To be done
Write out each record again exactly as it stands.

Working data

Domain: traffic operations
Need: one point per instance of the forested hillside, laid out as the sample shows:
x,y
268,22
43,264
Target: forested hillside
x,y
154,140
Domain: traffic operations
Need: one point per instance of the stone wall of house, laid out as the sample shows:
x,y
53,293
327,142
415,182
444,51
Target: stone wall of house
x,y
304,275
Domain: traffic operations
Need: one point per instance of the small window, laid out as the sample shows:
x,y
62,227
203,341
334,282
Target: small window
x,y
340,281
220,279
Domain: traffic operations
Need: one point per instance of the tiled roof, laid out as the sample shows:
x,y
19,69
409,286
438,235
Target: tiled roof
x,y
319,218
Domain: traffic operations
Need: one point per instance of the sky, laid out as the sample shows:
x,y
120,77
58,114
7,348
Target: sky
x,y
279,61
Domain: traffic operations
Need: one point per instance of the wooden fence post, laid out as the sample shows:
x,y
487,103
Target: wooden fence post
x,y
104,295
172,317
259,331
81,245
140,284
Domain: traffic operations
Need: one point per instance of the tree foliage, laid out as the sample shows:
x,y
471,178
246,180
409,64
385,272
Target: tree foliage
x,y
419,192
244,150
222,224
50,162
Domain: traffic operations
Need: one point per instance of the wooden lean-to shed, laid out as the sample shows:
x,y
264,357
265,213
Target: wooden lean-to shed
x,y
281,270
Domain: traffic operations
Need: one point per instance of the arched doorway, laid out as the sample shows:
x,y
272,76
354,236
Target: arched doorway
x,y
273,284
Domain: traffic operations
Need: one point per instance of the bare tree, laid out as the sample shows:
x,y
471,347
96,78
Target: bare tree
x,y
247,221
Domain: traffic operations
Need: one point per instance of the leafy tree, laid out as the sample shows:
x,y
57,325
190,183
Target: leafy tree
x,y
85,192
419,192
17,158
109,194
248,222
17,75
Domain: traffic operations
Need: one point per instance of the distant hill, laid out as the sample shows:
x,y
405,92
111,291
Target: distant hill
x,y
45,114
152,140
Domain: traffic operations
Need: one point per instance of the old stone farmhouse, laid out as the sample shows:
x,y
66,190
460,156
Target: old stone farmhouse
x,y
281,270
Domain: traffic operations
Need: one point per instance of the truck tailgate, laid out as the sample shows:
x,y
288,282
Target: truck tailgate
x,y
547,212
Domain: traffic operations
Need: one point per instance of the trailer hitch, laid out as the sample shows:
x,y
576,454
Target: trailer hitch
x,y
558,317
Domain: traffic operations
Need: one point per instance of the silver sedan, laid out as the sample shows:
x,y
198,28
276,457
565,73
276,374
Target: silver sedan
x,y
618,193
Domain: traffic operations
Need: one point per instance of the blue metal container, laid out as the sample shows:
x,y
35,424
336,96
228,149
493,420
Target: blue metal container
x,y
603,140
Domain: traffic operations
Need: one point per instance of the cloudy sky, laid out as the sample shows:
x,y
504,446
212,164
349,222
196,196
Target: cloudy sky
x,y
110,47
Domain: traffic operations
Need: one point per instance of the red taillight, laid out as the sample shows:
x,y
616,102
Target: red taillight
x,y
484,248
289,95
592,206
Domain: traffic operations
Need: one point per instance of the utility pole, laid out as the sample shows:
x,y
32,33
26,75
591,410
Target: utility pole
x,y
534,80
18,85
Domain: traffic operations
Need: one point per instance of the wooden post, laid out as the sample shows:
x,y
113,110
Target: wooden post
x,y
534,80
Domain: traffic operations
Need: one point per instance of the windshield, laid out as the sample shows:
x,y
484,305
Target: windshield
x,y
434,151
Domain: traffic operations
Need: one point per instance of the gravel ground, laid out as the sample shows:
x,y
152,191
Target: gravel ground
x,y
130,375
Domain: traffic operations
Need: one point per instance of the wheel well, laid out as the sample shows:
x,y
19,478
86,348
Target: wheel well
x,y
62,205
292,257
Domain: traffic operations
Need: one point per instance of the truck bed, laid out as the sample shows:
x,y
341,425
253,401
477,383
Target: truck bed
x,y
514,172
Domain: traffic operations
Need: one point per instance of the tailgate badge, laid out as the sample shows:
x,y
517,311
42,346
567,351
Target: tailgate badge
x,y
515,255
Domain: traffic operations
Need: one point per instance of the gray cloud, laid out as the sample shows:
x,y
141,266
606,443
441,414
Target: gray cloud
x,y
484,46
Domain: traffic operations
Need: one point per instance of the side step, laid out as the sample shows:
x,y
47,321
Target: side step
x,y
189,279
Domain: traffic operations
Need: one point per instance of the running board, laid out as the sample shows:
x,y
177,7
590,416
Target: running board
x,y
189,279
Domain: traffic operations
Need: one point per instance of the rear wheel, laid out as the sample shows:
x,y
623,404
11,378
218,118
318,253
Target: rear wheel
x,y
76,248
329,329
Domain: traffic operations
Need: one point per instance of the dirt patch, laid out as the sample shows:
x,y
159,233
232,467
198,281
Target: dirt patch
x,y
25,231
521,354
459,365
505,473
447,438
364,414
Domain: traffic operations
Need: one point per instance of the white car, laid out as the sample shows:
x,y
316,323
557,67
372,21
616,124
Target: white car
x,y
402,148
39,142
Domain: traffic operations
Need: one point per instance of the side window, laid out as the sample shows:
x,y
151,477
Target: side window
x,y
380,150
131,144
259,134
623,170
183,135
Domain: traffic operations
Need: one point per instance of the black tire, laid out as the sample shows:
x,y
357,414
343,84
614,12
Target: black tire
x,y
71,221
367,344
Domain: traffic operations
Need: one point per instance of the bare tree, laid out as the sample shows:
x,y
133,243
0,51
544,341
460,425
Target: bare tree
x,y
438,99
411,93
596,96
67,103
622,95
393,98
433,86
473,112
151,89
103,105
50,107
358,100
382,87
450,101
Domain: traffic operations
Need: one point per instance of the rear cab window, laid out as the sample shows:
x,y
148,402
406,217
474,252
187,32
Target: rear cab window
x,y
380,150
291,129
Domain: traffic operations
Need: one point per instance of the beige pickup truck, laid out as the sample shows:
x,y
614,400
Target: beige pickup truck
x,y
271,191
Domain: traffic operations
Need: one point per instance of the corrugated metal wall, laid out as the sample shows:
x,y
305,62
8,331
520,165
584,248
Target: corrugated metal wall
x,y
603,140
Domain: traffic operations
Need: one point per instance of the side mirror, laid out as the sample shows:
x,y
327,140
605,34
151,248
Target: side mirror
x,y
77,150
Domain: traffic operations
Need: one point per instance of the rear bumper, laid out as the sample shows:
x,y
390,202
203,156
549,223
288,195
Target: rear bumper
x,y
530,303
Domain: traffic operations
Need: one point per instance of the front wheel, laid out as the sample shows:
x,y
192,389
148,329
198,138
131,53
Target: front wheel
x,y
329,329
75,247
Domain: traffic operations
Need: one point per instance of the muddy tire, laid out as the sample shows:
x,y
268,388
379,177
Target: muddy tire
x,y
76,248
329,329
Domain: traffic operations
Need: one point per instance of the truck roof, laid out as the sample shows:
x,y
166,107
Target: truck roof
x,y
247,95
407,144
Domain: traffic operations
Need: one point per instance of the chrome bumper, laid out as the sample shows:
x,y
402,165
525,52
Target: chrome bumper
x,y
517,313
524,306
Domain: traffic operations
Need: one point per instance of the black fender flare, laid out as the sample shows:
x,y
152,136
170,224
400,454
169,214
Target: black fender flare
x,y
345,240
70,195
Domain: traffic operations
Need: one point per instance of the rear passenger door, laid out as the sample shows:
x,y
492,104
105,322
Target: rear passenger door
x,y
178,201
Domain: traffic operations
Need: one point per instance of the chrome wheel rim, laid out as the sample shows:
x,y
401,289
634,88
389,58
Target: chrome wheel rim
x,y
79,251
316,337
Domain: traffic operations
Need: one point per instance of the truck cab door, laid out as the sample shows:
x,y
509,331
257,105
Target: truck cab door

Exercise output
Domain: traffic operations
Need: one point per instance of the forested hillside, laid out as the sample shows:
x,y
268,22
43,264
Target: forested hillside
x,y
154,140
Domain: traffic operations
Need: one point per instance of the stone wall of house, laid out as the sample shows:
x,y
53,293
327,142
415,182
444,51
Target: stone wall of house
x,y
304,275
Domain: traffic operations
Need: one point per instance of the small window, laid out as the sample shows:
x,y
62,227
203,341
334,282
Target: small window
x,y
340,281
220,279
Domain: traffic operations
Need: one point per instance of the tiled roof, laid out as the sample shows:
x,y
19,69
409,286
438,235
Target: tiled roof
x,y
319,218
Domain: traffic operations
Need: one point per instance of the sky, laid out as the sample shows:
x,y
120,77
58,114
7,348
Target: sky
x,y
279,61
Domain: traffic operations
Need: one point per instance of the wooden fence post, laid out as the sample shows:
x,y
487,103
Target: wooden fence post
x,y
104,295
172,317
259,331
81,245
140,284
Domain: traffic operations
Need: one point per instance of the tree foliage, laid out as the sample shows:
x,y
471,178
246,180
409,64
385,272
Target: tree foliage
x,y
419,192
244,150
222,224
50,162
Domain: traffic operations
Need: one point per instance of the wooden lean-to shed, laid out as the sample shows:
x,y
264,357
265,213
Target: wooden lean-to shed
x,y
281,270
Domain: traffic operations
Need: one point per instance of the arched doorway, laid out as the sample shows:
x,y
272,76
354,236
Target: arched doorway
x,y
273,284
Domain: traffic operations
Need: one point per instance of the bare tree, laid out as the sample shows:
x,y
471,347
96,78
Target: bare tree
x,y
247,221
Domain: traffic operations
Need: one point per instance of the leafy tree, laid out as the sample shows:
x,y
57,325
190,183
Target: leafy tree
x,y
85,192
419,192
17,158
109,194
248,222
17,75
Domain: traffic operations
Need: one point per instance of the distant hill, laid out as the sample shows:
x,y
405,92
111,291
Target: distant hill
x,y
45,114
152,140
Domain: traffic operations
Need: one point per instance of the old stone farmhouse, laid out as the sample shows:
x,y
66,190
460,156
Target: old stone farmhouse
x,y
281,270
Domain: traffic operations
Need: one point per instance of the truck tailgate, laid out as the sample shows:
x,y
288,282
Target: truck tailgate
x,y
547,212
Domain: traffic operations
Need: one point per instance of the trailer hitch, laid out as the sample shows:
x,y
576,454
Target: trailer hitch
x,y
558,317
Domain: traffic operations
Need: one point per instance of the silver sedan, laid out as the sample shows:
x,y
198,28
276,457
565,73
276,374
Target: silver sedan
x,y
618,193
Domain: traffic operations
Need: one point per instance of the blue metal container, laid out as the sample shows:
x,y
35,424
336,96
228,149
493,420
Target: blue metal container
x,y
603,140
Domain: traffic operations
Need: one point per instance of the cloudy sky, laid out as the sample shows:
x,y
504,446
212,164
349,222
196,196
Target: cloudy sky
x,y
110,47
Domain: traffic operations
Need: one point per instance of the red taillight, laid out as the sample shows:
x,y
616,102
Target: red taillight
x,y
484,248
289,95
592,206
Domain: traffic operations
Need: one point per instance of the utility pole, laid out as the sample shows:
x,y
32,33
26,75
591,410
Target: utility pole
x,y
534,80
18,85
Domain: traffic operations
Need: one point per instance of the wooden post, laid out as the sample shows:
x,y
113,110
Target: wooden post
x,y
534,80
Domain: traffic operations
Need: one point per instance of the windshield, laid out as the sample shows:
x,y
484,305
Target: windshield
x,y
434,151
Domain: traffic operations
Need: one point per instance of the gravel ground, laid out as the sample shows:
x,y
152,191
Target: gravel ground
x,y
130,375
Domain: traffic operations
Need: one point per instance of the wheel well, laid out as the sample shows:
x,y
19,478
86,348
Target: wheel well
x,y
62,205
292,257
Domain: traffic operations
Need: one point per instance of the truck bed, laid out as the sample shows:
x,y
341,425
253,401
477,383
Target: truck bed
x,y
514,172
Domain: traffic operations
Need: one point per instance of the tailgate badge, laid out as the sample shows:
x,y
517,311
42,346
567,351
Target: tailgate badge
x,y
515,255
Domain: traffic operations
Need: one point per instance of the gray cloud, laid out as the sample shows:
x,y
141,266
606,443
441,414
Target: gray cloud
x,y
484,46
Domain: traffic operations
Need: one point per instance of the side step, laid out as the sample shows:
x,y
47,321
Target: side step
x,y
189,279
Domain: traffic operations
Need: one point per instance of the running board, laid out as the sample shows:
x,y
177,7
590,416
Target: running board
x,y
189,279
Domain: traffic operations
Need: one point per instance of the rear wheel, laid out as the sample shows:
x,y
623,404
11,378
218,118
318,253
Target: rear wheel
x,y
76,248
329,329
Domain: traffic operations
Need: one point per instance of the dirt patch, laid out as the sample shows:
x,y
159,233
232,467
198,281
Target: dirt patch
x,y
25,231
521,354
459,365
505,473
447,438
364,414
Domain: traffic operations
Need: one point per instance of the white car, laid out as the sample shows:
x,y
316,323
557,67
372,21
616,124
Target: white car
x,y
402,148
39,142
Domain: traffic operations
Need: one point per instance of the side window, laid out as the sample shows:
x,y
151,477
Target: side window
x,y
380,150
131,144
259,134
623,170
183,135
Domain: traffic operations
Need: one point per instance of the black tire, laid out as the sample shows:
x,y
357,414
343,84
614,12
Target: black tire
x,y
71,221
367,344
Domain: traffic operations
Need: one point per instance of the bare tree, laid out as the sample shows:
x,y
133,243
0,51
544,341
460,425
Target: bare tree
x,y
438,99
411,93
596,96
67,103
622,95
393,98
433,86
473,112
151,89
103,105
50,107
358,100
382,87
450,101
Domain: traffic operations
Need: one point per instance of the rear cab window, laid out as the sample shows:
x,y
148,402
406,217
474,252
187,32
Target: rear cab window
x,y
380,150
291,129
Domain: traffic operations
Need: one point per instance of the beige pickup truck, laid out as the sample shows:
x,y
614,400
Target: beige pickup truck
x,y
271,191
Domain: traffic operations
Need: one point per instance of the corrugated metal wall, laid out as the sample shows:
x,y
305,62
8,331
520,165
584,248
Target: corrugated metal wall
x,y
603,140
Domain: traffic operations
Need: one point per instance of the side mirror, laid out as the sample shows:
x,y
327,140
605,34
151,248
Target: side mirror
x,y
77,150
Domain: traffic operations
Need: one point per instance of the rear bumper, laid out as the sample shows:
x,y
390,202
203,156
549,223
288,195
Target: rear bumper
x,y
530,303
Domain: traffic operations
Need: one point per instance of the front wheel, laid out as the sample shows:
x,y
192,389
148,329
198,138
131,53
Target: front wheel
x,y
329,329
75,247
Domain: traffic operations
Need: one point per instance of the muddy tire, laid out as the sample shows:
x,y
268,388
379,177
Target: muddy tire
x,y
76,248
329,329
Domain: traffic operations
Need: one point per instance of the truck roof, laid out as the sample shows:
x,y
166,107
Target: truck roof
x,y
247,95
407,144
Domain: traffic operations
Need: one point per instance of the chrome bumper, laid out as the sample shows:
x,y
402,165
525,52
Target: chrome bumper
x,y
517,313
524,306
Domain: traffic operations
Need: one point per instance of the black fender flare, laid out as the sample shows:
x,y
152,136
170,224
400,454
169,214
Target: black fender flare
x,y
345,240
70,195
Domain: traffic operations
Need: one point per instance of the rear passenger door, laid out as the sample shows:
x,y
492,104
105,322
Target: rear passenger door
x,y
178,201
Domain: traffic operations
Need: one point per instance of the chrome wheel rim, laid out as the sample shows:
x,y
401,289
634,88
389,58
Target: chrome wheel rim
x,y
79,251
316,337
Domain: traffic operations
Need: one point per instance of the truck cab door, laid out as the sample shows:
x,y
509,331
257,105
Target: truck cab door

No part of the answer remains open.